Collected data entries
┌──

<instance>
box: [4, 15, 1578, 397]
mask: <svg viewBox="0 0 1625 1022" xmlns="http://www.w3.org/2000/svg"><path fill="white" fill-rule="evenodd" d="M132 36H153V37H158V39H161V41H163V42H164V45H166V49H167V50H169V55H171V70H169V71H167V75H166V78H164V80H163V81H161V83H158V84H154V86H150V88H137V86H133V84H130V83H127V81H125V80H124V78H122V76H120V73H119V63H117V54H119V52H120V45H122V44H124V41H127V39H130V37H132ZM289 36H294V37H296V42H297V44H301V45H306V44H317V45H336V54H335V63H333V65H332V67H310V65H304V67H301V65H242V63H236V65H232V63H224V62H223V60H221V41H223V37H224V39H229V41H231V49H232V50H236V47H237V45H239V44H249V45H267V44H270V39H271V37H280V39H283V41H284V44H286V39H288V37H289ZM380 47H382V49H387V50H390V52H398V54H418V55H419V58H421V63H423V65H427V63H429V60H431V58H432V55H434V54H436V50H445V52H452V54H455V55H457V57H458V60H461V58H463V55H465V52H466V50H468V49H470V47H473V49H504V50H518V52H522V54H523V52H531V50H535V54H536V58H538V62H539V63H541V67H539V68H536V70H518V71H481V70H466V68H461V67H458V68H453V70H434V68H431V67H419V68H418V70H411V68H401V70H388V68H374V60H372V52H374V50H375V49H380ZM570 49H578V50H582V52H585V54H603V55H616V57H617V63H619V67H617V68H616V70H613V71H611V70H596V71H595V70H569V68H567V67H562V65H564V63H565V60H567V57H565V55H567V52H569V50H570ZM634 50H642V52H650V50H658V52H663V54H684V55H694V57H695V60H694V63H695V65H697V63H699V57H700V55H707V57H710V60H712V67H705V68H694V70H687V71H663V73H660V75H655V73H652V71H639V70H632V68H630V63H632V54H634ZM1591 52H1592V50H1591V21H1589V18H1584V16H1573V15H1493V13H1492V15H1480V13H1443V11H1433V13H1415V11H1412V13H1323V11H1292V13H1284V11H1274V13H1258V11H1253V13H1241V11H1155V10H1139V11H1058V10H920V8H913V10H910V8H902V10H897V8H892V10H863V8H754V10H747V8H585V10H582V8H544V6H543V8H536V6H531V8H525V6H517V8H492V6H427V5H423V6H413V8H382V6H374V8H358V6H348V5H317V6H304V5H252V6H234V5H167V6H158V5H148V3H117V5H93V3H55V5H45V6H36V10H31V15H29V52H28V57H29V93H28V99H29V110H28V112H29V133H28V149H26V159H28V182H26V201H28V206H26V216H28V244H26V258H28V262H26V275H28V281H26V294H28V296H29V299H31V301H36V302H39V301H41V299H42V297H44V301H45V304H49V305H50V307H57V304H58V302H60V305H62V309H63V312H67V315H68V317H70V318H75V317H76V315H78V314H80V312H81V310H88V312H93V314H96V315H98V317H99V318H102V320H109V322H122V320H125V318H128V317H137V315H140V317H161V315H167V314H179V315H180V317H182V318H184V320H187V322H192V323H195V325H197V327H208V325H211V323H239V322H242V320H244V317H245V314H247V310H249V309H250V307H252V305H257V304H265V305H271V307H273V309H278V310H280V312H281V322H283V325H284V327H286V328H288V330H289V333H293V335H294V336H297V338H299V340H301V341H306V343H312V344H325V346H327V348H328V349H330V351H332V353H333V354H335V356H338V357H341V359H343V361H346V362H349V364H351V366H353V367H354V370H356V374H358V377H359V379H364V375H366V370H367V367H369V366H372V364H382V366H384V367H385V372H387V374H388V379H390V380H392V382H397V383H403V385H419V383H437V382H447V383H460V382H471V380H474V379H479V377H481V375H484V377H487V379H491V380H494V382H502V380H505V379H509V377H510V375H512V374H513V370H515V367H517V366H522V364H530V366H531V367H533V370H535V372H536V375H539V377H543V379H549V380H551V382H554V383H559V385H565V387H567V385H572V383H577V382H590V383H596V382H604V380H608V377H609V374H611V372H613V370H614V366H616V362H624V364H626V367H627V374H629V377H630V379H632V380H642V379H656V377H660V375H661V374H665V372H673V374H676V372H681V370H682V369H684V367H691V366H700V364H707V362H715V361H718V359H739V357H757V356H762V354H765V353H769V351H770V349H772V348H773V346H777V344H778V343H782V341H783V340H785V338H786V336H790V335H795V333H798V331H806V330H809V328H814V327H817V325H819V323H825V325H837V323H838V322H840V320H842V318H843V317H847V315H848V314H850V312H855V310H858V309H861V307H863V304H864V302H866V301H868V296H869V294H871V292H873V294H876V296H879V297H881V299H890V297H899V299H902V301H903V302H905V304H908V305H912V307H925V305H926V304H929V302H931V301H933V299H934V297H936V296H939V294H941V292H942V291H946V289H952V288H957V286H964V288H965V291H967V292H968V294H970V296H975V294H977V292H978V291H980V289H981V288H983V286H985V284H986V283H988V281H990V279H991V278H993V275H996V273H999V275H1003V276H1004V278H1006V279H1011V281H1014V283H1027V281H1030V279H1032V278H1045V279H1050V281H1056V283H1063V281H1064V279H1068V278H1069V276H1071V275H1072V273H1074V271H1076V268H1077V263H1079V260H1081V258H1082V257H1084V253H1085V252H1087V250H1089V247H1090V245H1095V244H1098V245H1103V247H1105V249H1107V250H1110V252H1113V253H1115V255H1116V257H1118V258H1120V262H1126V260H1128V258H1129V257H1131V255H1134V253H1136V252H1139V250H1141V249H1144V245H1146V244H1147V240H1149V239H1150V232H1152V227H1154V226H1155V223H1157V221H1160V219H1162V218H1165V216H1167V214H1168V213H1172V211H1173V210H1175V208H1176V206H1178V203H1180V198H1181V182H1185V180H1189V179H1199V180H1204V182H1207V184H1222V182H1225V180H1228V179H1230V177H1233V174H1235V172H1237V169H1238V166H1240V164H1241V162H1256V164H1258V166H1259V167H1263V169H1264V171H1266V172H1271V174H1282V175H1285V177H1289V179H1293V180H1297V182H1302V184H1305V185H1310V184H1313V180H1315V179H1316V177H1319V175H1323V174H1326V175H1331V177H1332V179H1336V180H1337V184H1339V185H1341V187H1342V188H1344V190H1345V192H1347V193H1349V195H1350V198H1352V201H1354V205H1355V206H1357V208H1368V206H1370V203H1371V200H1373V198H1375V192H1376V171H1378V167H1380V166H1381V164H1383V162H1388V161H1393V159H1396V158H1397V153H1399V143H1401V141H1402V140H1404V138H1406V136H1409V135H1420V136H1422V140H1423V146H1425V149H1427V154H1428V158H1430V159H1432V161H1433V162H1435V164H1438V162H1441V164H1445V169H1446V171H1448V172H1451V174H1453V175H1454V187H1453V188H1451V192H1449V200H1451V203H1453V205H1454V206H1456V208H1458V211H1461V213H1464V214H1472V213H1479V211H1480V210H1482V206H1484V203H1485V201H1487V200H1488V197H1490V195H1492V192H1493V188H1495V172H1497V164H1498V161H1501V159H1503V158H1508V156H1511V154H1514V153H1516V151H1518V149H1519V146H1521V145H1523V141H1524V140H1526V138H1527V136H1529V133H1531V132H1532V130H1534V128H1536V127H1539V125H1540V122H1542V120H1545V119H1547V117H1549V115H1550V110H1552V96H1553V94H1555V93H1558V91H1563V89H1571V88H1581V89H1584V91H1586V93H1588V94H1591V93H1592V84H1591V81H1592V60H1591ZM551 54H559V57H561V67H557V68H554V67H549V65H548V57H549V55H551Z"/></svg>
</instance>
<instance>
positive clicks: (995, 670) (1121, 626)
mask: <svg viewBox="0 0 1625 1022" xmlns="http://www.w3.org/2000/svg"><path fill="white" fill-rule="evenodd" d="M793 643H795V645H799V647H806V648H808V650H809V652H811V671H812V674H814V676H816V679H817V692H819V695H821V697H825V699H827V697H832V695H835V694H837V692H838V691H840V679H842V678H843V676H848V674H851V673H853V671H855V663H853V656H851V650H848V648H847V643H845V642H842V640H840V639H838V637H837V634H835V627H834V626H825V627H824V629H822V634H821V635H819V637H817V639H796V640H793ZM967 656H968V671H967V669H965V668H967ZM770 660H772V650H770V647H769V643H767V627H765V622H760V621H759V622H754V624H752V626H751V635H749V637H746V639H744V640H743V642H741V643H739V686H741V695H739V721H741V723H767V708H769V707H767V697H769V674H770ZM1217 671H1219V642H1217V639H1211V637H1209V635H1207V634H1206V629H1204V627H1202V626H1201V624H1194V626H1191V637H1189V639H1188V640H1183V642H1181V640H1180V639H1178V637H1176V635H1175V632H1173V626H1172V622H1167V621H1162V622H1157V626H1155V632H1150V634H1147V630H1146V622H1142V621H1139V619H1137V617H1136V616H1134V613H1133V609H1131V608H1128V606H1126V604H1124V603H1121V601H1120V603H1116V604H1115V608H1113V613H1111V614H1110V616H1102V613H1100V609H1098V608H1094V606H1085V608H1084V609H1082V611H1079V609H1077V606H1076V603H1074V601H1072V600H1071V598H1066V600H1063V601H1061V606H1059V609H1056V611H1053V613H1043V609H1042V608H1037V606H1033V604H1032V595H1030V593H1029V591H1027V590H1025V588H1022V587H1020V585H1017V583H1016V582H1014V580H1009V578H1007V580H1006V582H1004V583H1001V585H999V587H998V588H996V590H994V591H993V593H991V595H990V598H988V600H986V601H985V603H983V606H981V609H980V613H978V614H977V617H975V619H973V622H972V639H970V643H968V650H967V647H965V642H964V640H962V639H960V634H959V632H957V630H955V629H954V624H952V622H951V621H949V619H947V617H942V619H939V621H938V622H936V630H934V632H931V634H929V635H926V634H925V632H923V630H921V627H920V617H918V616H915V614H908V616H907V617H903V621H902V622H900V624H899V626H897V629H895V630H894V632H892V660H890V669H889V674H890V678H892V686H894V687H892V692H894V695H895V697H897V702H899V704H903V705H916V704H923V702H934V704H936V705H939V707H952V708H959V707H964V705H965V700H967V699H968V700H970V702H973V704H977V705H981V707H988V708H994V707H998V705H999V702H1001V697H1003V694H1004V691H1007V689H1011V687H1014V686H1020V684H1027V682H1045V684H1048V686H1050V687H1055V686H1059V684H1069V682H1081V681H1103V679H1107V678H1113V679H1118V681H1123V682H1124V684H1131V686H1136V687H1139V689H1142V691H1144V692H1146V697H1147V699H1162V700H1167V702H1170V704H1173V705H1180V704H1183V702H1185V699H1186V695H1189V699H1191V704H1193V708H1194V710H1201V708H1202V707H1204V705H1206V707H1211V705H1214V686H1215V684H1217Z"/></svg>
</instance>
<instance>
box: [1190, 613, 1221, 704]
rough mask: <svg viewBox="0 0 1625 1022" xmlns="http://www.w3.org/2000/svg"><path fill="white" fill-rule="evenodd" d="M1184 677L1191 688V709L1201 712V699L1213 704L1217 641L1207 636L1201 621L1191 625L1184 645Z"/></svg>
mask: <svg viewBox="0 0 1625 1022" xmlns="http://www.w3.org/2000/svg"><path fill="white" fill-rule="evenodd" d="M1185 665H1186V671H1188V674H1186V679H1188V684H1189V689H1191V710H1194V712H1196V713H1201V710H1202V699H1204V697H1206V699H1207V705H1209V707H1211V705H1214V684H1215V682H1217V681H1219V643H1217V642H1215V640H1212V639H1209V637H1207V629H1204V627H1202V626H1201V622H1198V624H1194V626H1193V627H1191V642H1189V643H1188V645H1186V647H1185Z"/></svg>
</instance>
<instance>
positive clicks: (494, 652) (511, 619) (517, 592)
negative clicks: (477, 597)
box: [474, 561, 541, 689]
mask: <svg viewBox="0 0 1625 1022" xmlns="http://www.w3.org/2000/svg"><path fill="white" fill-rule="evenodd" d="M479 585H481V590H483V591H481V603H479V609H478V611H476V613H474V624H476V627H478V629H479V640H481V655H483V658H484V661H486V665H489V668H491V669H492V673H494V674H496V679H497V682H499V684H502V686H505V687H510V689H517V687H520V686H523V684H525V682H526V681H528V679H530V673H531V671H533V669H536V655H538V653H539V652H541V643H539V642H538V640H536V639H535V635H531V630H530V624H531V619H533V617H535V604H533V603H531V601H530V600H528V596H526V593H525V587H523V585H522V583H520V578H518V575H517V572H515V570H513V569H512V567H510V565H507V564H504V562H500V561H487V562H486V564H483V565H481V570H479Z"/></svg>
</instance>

└──

▶ [ACTIVITY] Please show every line in the entries above that contains the string "positive", treating uppercase and lowercase as different.

▶ [EXPECTED OUTPUT]
positive clicks: (995, 670) (1121, 626)
positive clicks: (494, 652) (511, 619) (517, 592)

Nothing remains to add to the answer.